* [記事]:
「がんばってるのに、うまくいかない」
そんなとき、必要なのは“気合”より“地図”かもしれません
真面目な俳優さんほど、こんなふうに感じてしまう瞬間があります。
「頑張ってるのに、なんか進めてない気がする」
「言われたことは全部やってるのに、結果が出ない」
「気持ちはある。覚悟もある。なのに、何かが違う」
その原因を、根性や才能のせいにしてしまう前に。
一度、“登山”にたとえて、ご自身の今いる場所と学び方のルートを見直してみませんか?
登ってるつもりで、実はぐるぐる
演技で遭難状態に入っているかもしれない……
努力しているのに、ずっと同じ課題でつまずいている感覚。
「またこの注意か」「前にも同じことで止まった気がする」
それは、もしかしたらぐるぐる同じところを回ってしまっている状態かもしれません。

* [取り組む課題]:
1 - 演技の学び方を登山にたとえた文章について、次の問いに答えてください。
(a) 冒頭で、必要なのは何より何かもしれないと述べられていますか。
(b) うまくいかない原因を、何のせいにしてしまう前にと書かれていますか。
(c) 努力しているのに同じ課題でつまずき続ける感覚は、どのような状態かもしれないとされていますか。
2 - 次の各記述が、演技の学び方を登山にたとえた文章の内容と合っているかを判定し、根拠となる一節をそのまま引用してください。
(a) 今いる場所と学び方のルートを、登山にたとえて見直すよう提案している。
(b) うまくいかない原因は才能にあると断定している。
(c) 不真面目な俳優ほど、頑張っても進めていないと感じやすいと述べている。
3 - 演技の学び方を登山にたとえた文章を、最後の文の次から引き継いで書き進めてください。

* [提供情報]:

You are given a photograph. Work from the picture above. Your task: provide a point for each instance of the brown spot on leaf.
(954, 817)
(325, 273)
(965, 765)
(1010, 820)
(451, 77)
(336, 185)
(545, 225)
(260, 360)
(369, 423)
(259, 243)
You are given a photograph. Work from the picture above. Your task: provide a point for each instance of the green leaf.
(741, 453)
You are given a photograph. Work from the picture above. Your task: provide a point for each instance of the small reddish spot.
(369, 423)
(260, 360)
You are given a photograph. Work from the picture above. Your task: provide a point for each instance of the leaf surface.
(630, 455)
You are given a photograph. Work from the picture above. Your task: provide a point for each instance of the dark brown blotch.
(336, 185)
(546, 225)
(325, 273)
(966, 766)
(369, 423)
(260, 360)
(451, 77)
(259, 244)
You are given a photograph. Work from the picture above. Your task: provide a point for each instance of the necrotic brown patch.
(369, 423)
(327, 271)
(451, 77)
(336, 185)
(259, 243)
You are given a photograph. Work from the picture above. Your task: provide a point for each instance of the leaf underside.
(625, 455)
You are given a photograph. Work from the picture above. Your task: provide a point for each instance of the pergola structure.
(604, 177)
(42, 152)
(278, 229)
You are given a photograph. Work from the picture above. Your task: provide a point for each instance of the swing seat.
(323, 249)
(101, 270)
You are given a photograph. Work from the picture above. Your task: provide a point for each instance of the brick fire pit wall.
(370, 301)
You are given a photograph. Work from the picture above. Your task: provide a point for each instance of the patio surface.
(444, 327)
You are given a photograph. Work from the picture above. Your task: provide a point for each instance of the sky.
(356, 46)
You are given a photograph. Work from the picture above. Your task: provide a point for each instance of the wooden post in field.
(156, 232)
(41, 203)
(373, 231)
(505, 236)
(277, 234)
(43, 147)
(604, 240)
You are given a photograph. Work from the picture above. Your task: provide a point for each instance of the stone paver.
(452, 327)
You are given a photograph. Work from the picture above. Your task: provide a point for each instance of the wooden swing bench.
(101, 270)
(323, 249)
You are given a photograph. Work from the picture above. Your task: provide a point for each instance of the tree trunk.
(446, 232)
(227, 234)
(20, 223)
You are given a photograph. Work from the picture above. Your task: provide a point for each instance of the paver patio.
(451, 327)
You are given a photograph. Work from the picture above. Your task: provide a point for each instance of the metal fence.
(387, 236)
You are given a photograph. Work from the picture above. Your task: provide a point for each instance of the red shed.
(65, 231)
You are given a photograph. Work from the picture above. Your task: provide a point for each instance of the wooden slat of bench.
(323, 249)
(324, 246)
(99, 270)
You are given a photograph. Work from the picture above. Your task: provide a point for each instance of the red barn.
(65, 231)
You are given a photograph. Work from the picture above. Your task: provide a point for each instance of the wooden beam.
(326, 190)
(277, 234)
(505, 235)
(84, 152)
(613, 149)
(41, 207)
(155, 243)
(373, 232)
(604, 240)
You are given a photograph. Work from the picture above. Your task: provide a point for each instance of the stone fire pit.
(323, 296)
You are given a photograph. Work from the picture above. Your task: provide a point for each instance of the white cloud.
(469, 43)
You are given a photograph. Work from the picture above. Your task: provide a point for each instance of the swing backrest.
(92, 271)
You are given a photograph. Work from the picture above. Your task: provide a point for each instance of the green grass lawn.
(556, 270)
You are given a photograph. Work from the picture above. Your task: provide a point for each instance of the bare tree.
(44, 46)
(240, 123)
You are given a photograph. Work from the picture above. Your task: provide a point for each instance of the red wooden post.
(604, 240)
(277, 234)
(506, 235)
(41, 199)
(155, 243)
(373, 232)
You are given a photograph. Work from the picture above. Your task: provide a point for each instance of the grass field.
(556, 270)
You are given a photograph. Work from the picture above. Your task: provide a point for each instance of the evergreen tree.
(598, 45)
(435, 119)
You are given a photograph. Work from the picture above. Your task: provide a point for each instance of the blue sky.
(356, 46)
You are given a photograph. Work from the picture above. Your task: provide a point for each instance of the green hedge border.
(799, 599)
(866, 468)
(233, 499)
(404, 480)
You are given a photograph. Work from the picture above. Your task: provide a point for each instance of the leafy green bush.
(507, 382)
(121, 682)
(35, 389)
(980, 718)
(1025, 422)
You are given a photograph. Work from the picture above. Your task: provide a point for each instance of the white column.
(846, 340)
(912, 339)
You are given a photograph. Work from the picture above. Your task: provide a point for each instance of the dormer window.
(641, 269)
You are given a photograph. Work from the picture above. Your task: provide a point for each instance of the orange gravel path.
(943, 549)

* [解答]:
1 -
(a) “気合”より“地図”
(b) 根性や才能
(c) ぐるぐる同じところを回ってしまっている状態

2 -
(a) はい。「一度、“登山”にたとえて、ご自身の今いる場所と学び方のルートを見直してみませんか?」
(b) いいえ。「その原因を、根性や才能のせいにしてしまう前に。」
(c) いいえ。「真面目な俳優さんほど、こんなふうに感じてしまう瞬間があります。」

3 -
登っているつもりで、実は同じ場所を旋回しているだけ。
本人は前に進んでいる感覚があるので、気づきにくいのです。
でも、少しだけ立ち止まって振り返ってみると、
「前とまったく同じ場所で止まってるな」と気づくことがあります。
本人には自覚がないまま、現場で出されるダメ出しも、似た内容ばかり。
自分なりには成長しているつもりなのに、なぜか突破できない。
それは「努力が足りない」のではなく、「見えていない構造」がある場合が多いのです。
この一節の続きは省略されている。